__Task details__:
Please restate the records below verbatim, omitting every image they hold.

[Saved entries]
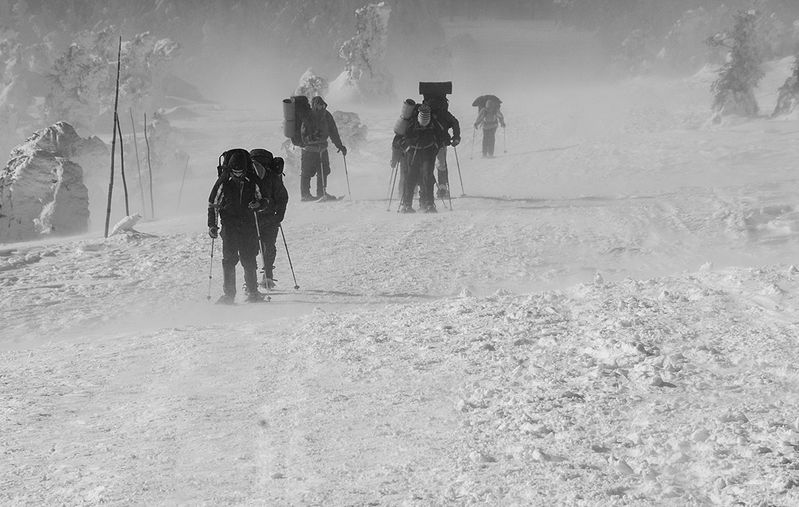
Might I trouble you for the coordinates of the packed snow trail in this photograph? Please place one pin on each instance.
(611, 318)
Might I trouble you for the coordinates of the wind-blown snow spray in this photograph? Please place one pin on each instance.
(289, 121)
(401, 126)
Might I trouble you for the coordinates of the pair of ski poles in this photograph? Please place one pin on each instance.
(260, 245)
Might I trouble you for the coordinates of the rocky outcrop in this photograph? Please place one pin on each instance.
(42, 189)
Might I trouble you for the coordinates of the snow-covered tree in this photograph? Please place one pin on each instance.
(83, 78)
(788, 93)
(733, 90)
(311, 85)
(365, 75)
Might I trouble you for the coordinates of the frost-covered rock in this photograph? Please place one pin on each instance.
(365, 75)
(311, 85)
(352, 131)
(42, 189)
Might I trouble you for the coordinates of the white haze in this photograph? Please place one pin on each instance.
(608, 318)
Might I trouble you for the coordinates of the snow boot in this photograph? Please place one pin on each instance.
(255, 297)
(224, 299)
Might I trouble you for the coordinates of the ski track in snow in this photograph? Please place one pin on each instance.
(608, 317)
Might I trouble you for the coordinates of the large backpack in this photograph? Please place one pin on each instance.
(295, 110)
(224, 160)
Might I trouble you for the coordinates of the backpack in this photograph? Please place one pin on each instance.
(224, 160)
(295, 110)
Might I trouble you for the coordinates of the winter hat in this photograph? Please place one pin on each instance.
(261, 155)
(424, 115)
(318, 101)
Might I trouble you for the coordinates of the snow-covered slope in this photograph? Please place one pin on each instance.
(609, 316)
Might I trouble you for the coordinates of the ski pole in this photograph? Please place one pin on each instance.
(182, 180)
(289, 257)
(474, 134)
(260, 241)
(347, 174)
(393, 181)
(211, 269)
(463, 193)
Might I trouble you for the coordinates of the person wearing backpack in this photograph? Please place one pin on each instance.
(316, 128)
(445, 121)
(235, 198)
(490, 117)
(270, 170)
(420, 144)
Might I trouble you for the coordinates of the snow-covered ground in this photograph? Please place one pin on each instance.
(609, 316)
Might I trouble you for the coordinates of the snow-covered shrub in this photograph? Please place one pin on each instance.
(311, 85)
(365, 75)
(42, 189)
(684, 46)
(83, 78)
(788, 93)
(733, 90)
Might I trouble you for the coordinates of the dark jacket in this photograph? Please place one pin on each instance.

__Answer box__:
Might I trouble you for the coordinates of the packed snow trail in this photograph? Please place one pin on each instance.
(611, 318)
Might I trouble you for the coordinates of the wind-blown snow spray in this photograph? Please place one pin on each instance.
(289, 121)
(401, 126)
Might I trouble you for the coordinates of the pair of ski poles in this photograph? Please place one pin on each instance.
(260, 245)
Might I trouble you for the coordinates of the rocky outcrop in this photograph? Please place one pin on each instance.
(42, 189)
Might I trouble you for the coordinates of the snow-covered tree in this photograph? Please place one pin on each instance.
(83, 78)
(788, 93)
(733, 90)
(311, 85)
(365, 75)
Might I trouble you for the coordinates of the frost-covered rock in this photograph? Please place one pin on each instance.
(365, 75)
(311, 85)
(352, 131)
(42, 189)
Might I trouble you for the coordinates of the white haze in this photograph? Please place one pin on each instance.
(608, 318)
Might I trouble you for the coordinates of the snow boot in this photograph? Please place one pin on each instance.
(255, 297)
(224, 299)
Might I trouble you for the coordinates of the ski track in snow in this photograph? Please place one pin on each instance.
(608, 317)
Might I trouble you for the coordinates of the large backpack in this photograph? Please place one pin on each instance.
(295, 110)
(224, 160)
Might I trouble you for the coordinates of the backpack in this photograph? Please place one pin on each instance.
(224, 160)
(295, 110)
Might I trouble you for the coordinates of the winter hat in this photograph? Please place one pin on each instance.
(261, 155)
(424, 115)
(318, 101)
Might I trouble you for the coordinates of the snow-covered slope in this photograph? Please place one pin on each instance.
(609, 316)
Might I trouble you for the coordinates of the ski pole in this photograph? Please place one pin on each instance.
(182, 180)
(289, 257)
(474, 134)
(260, 241)
(347, 174)
(393, 181)
(211, 269)
(463, 193)
Might I trouble you for the coordinates of the person wearing backpack in this photograph? Please place one pin on each instance.
(316, 128)
(445, 121)
(235, 198)
(490, 117)
(270, 170)
(420, 144)
Might I trouble you for the coordinates of the snow-covered ground in this photograph? Please place one pin on each instance.
(609, 316)
Might I trouble you for the coordinates of the snow-covered shrub in this photograph? Please place one pin on each instance.
(311, 85)
(365, 75)
(42, 189)
(684, 46)
(83, 78)
(788, 93)
(733, 90)
Might I trouble you for the coordinates of the dark jacket in this photograph? Please place one pin on each instance.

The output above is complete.